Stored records
--- START ---

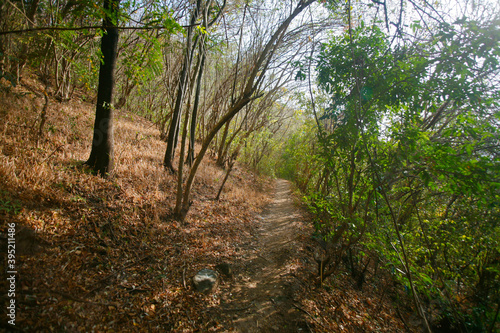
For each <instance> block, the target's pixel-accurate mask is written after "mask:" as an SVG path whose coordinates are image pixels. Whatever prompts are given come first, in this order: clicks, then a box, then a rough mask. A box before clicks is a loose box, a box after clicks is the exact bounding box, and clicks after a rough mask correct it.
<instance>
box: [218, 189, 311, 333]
mask: <svg viewBox="0 0 500 333" xmlns="http://www.w3.org/2000/svg"><path fill="white" fill-rule="evenodd" d="M259 219H260V222H259V226H258V229H257V232H256V233H255V234H254V237H255V238H254V242H252V243H253V244H252V245H251V246H250V247H248V248H247V249H246V250H245V251H246V253H245V254H244V255H243V257H245V256H247V258H246V259H245V261H244V262H242V263H241V265H240V267H239V269H238V270H239V271H236V272H235V277H234V280H233V281H232V282H230V283H228V284H226V285H225V286H224V287H223V289H224V290H223V294H222V301H221V307H222V312H223V318H224V320H225V321H228V324H230V325H232V326H233V327H234V330H235V331H237V332H308V331H309V328H308V324H307V322H306V320H304V318H303V316H302V315H303V313H302V312H301V311H300V310H299V309H300V308H299V307H297V305H296V304H295V301H294V299H296V297H297V296H298V295H296V292H297V291H298V289H299V285H298V284H299V281H298V280H297V279H296V278H295V277H294V271H295V270H296V269H297V260H298V258H297V256H296V255H295V254H296V253H297V251H298V250H300V249H299V248H300V246H301V245H300V240H299V239H298V237H299V236H300V235H302V234H304V232H303V230H302V229H303V228H304V227H305V226H304V224H303V223H302V215H301V212H300V209H299V208H297V207H295V206H294V203H293V199H292V196H291V193H290V184H289V183H288V182H287V181H285V180H277V182H276V189H275V194H274V201H273V203H272V204H270V205H269V206H268V207H267V208H266V209H265V210H264V211H263V213H262V216H260V217H259Z"/></svg>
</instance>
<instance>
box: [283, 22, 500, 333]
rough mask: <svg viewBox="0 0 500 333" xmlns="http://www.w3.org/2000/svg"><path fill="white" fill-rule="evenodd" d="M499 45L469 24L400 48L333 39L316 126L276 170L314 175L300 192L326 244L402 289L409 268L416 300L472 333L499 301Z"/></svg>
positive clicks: (328, 55) (290, 173)
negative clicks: (433, 303)
mask: <svg viewBox="0 0 500 333" xmlns="http://www.w3.org/2000/svg"><path fill="white" fill-rule="evenodd" d="M415 28H418V26H415ZM499 37H500V34H499V28H498V26H496V25H495V24H494V23H486V24H482V25H481V24H479V22H475V21H471V20H466V19H462V20H458V21H457V22H455V23H453V24H442V25H441V26H439V27H438V28H437V31H435V32H434V36H433V37H432V38H430V39H429V40H427V41H424V42H415V43H414V44H413V45H406V46H404V47H397V46H396V47H395V46H391V45H390V40H389V39H388V37H387V36H386V35H385V34H384V33H383V32H382V31H381V30H380V29H379V28H378V27H376V26H364V25H363V24H361V25H360V26H358V27H356V28H353V29H352V31H351V33H345V34H343V35H341V36H333V37H331V39H330V41H329V42H328V43H326V44H324V45H323V47H322V49H321V53H320V55H319V57H318V60H317V71H318V85H319V87H320V88H321V92H320V94H319V96H318V97H319V98H318V100H319V99H320V98H325V97H326V100H327V103H326V104H325V103H323V104H322V103H317V104H318V105H321V107H320V108H319V109H318V110H316V115H315V117H317V120H318V124H319V126H320V130H319V131H318V132H317V133H318V134H317V137H316V139H315V140H309V141H306V140H302V141H300V140H298V139H297V138H301V137H306V136H307V135H308V134H309V135H312V134H313V133H314V131H309V132H307V134H306V133H300V132H296V134H295V135H294V136H292V138H291V139H290V142H289V146H290V147H292V149H291V150H290V151H285V153H284V154H283V159H284V161H285V163H283V164H282V165H283V167H286V168H287V170H293V167H292V166H287V163H289V164H290V165H295V166H296V167H297V166H298V165H302V168H304V169H308V173H309V174H310V175H313V176H311V177H310V178H309V180H308V182H309V186H306V187H303V189H304V190H306V191H307V192H306V202H307V203H308V206H309V207H310V209H311V211H312V212H313V213H314V214H315V215H316V216H317V220H316V228H317V230H318V232H319V233H320V234H321V235H323V237H324V238H325V239H329V238H330V239H340V241H341V242H342V243H343V244H344V245H345V246H351V245H352V243H353V242H358V241H359V242H360V243H361V244H362V245H363V247H364V248H365V249H367V250H368V251H369V252H370V253H372V254H373V253H376V254H377V256H378V257H379V259H381V260H382V261H383V262H384V263H385V264H386V265H387V267H393V268H394V270H393V273H394V278H395V279H397V280H398V281H400V283H402V284H403V285H406V286H407V288H410V286H409V280H408V274H406V273H405V270H406V267H409V269H410V272H411V275H412V277H413V286H414V287H415V288H416V290H417V291H418V293H420V294H421V298H424V299H427V300H431V299H433V300H437V302H439V303H440V304H441V307H440V309H441V312H440V316H442V317H443V318H444V317H447V318H449V319H450V320H451V321H452V322H454V324H455V325H461V327H468V328H469V329H470V330H471V331H474V330H476V331H477V330H479V331H481V330H482V331H484V330H486V329H487V328H488V327H487V325H489V324H490V323H491V322H492V321H493V320H494V316H495V310H496V304H498V302H499V300H500V298H499V297H500V294H499V293H498V290H499V287H500V285H499V282H498V281H499V280H500V279H499V278H500V274H499V264H500V261H499V254H500V249H499V239H500V229H499V225H500V224H499V222H500V218H499V217H500V205H499V202H500V200H499V199H500V186H499V183H500V154H498V149H499V144H498V138H499V137H500V125H499V124H500V123H499V121H498V119H499V115H500V111H499V110H500V108H499V104H498V100H499V97H500V96H499V89H498V85H497V83H498V81H497V80H498V76H496V75H498V73H499V70H500V67H499V59H500V43H499V40H498V38H499ZM298 68H299V69H300V66H298ZM299 78H300V77H299ZM298 142H300V143H302V144H304V147H301V146H300V145H299V144H298ZM315 146H316V147H319V149H314V148H313V147H315ZM299 147H300V148H299ZM312 148H313V149H312ZM292 152H293V153H292ZM302 154H303V155H302ZM289 174H290V175H292V172H289ZM293 176H294V177H296V179H297V182H298V183H299V184H300V182H301V181H302V179H301V176H300V175H299V174H298V173H295V174H293ZM343 226H346V229H345V230H344V229H343ZM339 236H340V238H339ZM403 251H404V252H405V254H403V253H402V252H403ZM406 262H407V264H408V266H406V265H407V264H406ZM408 290H409V289H408Z"/></svg>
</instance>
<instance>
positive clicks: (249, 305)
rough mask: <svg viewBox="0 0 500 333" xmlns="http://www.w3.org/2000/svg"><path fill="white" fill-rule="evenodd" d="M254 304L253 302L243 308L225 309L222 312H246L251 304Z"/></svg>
mask: <svg viewBox="0 0 500 333" xmlns="http://www.w3.org/2000/svg"><path fill="white" fill-rule="evenodd" d="M254 303H255V301H252V302H251V303H250V304H249V305H247V306H245V307H243V308H235V309H226V308H222V310H223V311H244V310H248V309H250V308H251V307H252V306H253V304H254Z"/></svg>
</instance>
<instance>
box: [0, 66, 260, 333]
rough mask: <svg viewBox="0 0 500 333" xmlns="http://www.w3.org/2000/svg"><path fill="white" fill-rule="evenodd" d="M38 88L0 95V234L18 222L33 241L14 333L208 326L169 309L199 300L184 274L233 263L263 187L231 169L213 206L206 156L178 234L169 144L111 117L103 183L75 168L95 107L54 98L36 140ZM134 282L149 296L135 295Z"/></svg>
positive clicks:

--- END ---

▸ **ABOUT THIS TASK**
Change every "rough mask" in the records to "coarse mask" and leave everything else as it is. Give the records again without the pictures.

▸ **YOUR RESPONSE**
For each <instance> block, the target's pixel-accurate mask is written after "mask:" as an SVG path whose coordinates are image pixels. Whatever prompts are given come first, in this order: clicks, then a box, then a coarse mask. A box before clicks is a loose box, a box after clicks is the exact bounding box, and clicks after a coarse mask correct it.
<instance>
box: [218, 189, 311, 333]
mask: <svg viewBox="0 0 500 333" xmlns="http://www.w3.org/2000/svg"><path fill="white" fill-rule="evenodd" d="M259 219H260V222H259V226H258V229H257V232H256V233H255V234H254V237H255V238H254V242H252V243H253V244H252V245H251V246H250V247H248V248H247V249H246V250H245V251H246V253H245V254H244V255H243V257H245V256H247V258H246V259H245V261H244V262H242V263H241V265H240V267H239V269H238V270H239V271H236V272H235V277H234V280H233V281H232V282H230V283H228V284H226V285H225V286H224V287H223V289H224V290H223V294H222V301H221V307H222V312H223V318H224V320H225V321H228V324H230V325H232V326H233V327H234V330H235V331H237V332H308V331H309V328H308V324H307V322H306V320H304V318H303V316H302V315H303V313H302V312H301V311H300V310H299V309H300V308H299V307H297V305H296V304H295V301H294V299H296V297H297V296H298V295H296V292H297V291H298V289H299V285H298V284H299V281H298V280H297V279H296V278H295V277H294V271H295V270H296V269H297V260H298V258H297V256H296V255H295V254H296V253H297V251H298V250H300V249H299V248H300V246H301V245H300V240H299V239H298V237H299V236H300V235H302V234H304V232H303V230H302V229H303V228H304V227H305V226H304V224H303V223H302V215H301V212H300V209H299V208H297V207H295V206H294V203H293V199H292V196H291V193H290V184H289V183H288V182H287V181H285V180H277V182H276V189H275V194H274V201H273V203H272V204H270V205H269V206H268V207H267V208H266V209H265V210H264V211H263V213H262V216H260V217H259Z"/></svg>
</instance>
<instance>
box: [283, 22, 500, 333]
coarse mask: <svg viewBox="0 0 500 333" xmlns="http://www.w3.org/2000/svg"><path fill="white" fill-rule="evenodd" d="M499 45L469 24L400 48L333 39L316 126L276 170L314 175L300 192L326 244L402 289L409 268L416 300L472 333L499 301Z"/></svg>
positive clicks: (328, 55) (290, 173)
negative clicks: (433, 303)
mask: <svg viewBox="0 0 500 333" xmlns="http://www.w3.org/2000/svg"><path fill="white" fill-rule="evenodd" d="M415 28H418V26H415ZM499 37H500V34H499V28H498V26H496V25H495V24H494V23H486V24H482V25H481V24H479V22H475V21H471V20H466V19H462V20H458V21H457V22H455V23H453V24H442V25H441V26H439V27H438V28H437V31H435V32H434V36H433V37H432V38H430V39H429V40H427V41H424V42H415V43H414V44H413V45H406V46H404V47H397V46H396V47H395V46H391V45H390V40H389V39H388V37H387V36H386V35H385V34H384V33H383V32H382V31H381V30H380V29H379V28H378V27H376V26H364V25H363V24H361V25H360V26H358V27H356V28H353V29H352V31H351V33H345V34H343V35H341V36H333V37H331V39H330V41H329V42H328V43H326V44H324V45H323V47H322V49H321V53H320V55H319V57H318V60H317V71H318V85H319V87H320V88H321V92H320V94H319V96H318V97H319V98H318V100H319V99H320V98H325V97H326V100H327V103H326V104H325V103H323V104H322V103H317V104H318V105H321V107H320V108H319V109H318V110H316V115H315V117H317V120H318V124H319V126H320V130H319V131H318V132H317V133H318V134H317V137H316V139H315V140H309V141H306V140H302V141H300V140H298V139H297V138H301V137H306V136H307V135H308V134H309V135H312V134H313V133H314V131H309V132H307V134H306V133H300V132H296V134H295V135H294V136H292V138H291V139H290V142H289V146H290V147H292V149H291V150H290V151H285V153H284V154H283V159H284V161H285V163H283V164H282V165H283V167H286V168H287V170H293V167H292V166H287V163H289V164H290V165H295V166H296V167H297V166H298V165H302V168H304V169H308V173H309V174H310V175H313V176H311V177H310V178H309V180H308V182H309V186H306V187H303V189H304V190H306V191H307V192H306V202H307V203H308V206H309V207H310V209H311V211H312V212H313V213H314V214H315V215H316V216H317V220H316V228H317V230H318V232H319V233H320V234H321V235H323V237H324V238H325V239H329V238H330V239H340V241H341V242H342V243H343V244H344V245H345V246H351V245H352V243H353V242H358V241H359V242H360V243H361V244H362V245H363V247H364V248H365V249H367V250H368V251H369V252H370V253H372V254H373V253H376V254H377V256H378V257H379V259H381V260H382V261H383V262H384V263H385V264H386V265H387V267H393V268H394V270H393V273H394V278H395V279H397V280H398V281H400V283H402V284H403V285H406V286H407V288H410V286H409V280H408V274H406V273H405V270H406V267H409V269H410V272H411V275H412V277H413V286H414V287H415V288H416V290H417V291H418V293H420V294H421V298H424V299H427V300H431V299H433V300H437V302H439V303H440V304H441V307H440V309H441V312H440V316H442V317H443V318H444V317H447V318H449V319H450V320H451V321H452V322H454V324H455V325H461V327H468V328H469V329H470V330H471V331H474V330H476V331H477V330H479V331H481V330H482V331H484V330H486V329H487V328H488V327H487V325H489V324H490V323H491V322H492V321H493V320H494V316H495V310H496V304H498V302H499V300H500V298H499V297H500V294H499V293H498V290H499V287H500V285H499V282H498V281H499V280H500V279H499V278H500V274H499V264H500V261H499V254H500V249H499V239H500V229H499V225H500V224H499V222H500V218H499V217H500V205H499V202H500V200H499V199H500V186H499V183H500V154H498V149H499V144H498V138H499V137H500V125H499V124H500V123H499V121H498V119H499V115H500V111H499V110H500V108H499V104H498V100H499V97H500V96H499V89H498V85H497V83H498V81H497V80H498V76H496V75H498V73H499V70H500V67H499V59H500V43H499V40H498V38H499ZM298 68H299V69H300V66H298ZM299 78H300V77H299ZM298 142H300V143H302V144H304V147H301V146H300V145H299V144H298ZM315 146H316V147H319V149H314V148H313V147H315ZM299 147H300V148H299ZM312 148H313V149H312ZM292 152H293V153H292ZM302 154H303V155H302ZM289 174H290V175H292V172H289ZM293 176H294V177H296V179H297V182H298V183H299V184H300V182H301V181H302V179H301V176H300V175H299V174H298V173H295V174H293ZM343 226H346V229H345V230H344V229H343ZM339 236H340V238H339ZM403 251H404V252H405V254H403V253H402V252H403ZM406 262H407V264H408V266H406V265H407V264H406ZM408 290H409V289H408Z"/></svg>
</instance>
<instance>
positive clicks: (249, 305)
coarse mask: <svg viewBox="0 0 500 333" xmlns="http://www.w3.org/2000/svg"><path fill="white" fill-rule="evenodd" d="M254 304L253 302L243 308L225 309L222 312H246L251 304Z"/></svg>
mask: <svg viewBox="0 0 500 333" xmlns="http://www.w3.org/2000/svg"><path fill="white" fill-rule="evenodd" d="M254 303H255V301H252V302H251V303H250V304H249V305H247V306H245V307H243V308H235V309H226V308H222V310H223V311H244V310H248V309H250V308H251V307H252V306H253V304H254Z"/></svg>
</instance>
<instance>
box: [0, 66, 260, 333]
coarse mask: <svg viewBox="0 0 500 333" xmlns="http://www.w3.org/2000/svg"><path fill="white" fill-rule="evenodd" d="M38 88L0 95V234L18 222L33 241L14 333L208 326L169 309L199 300L184 274L233 263L263 187L231 169L213 206L206 156L178 234L169 144L111 117L103 183L75 168L95 107L54 98L36 140ZM134 282L149 296L135 295Z"/></svg>
positive clicks:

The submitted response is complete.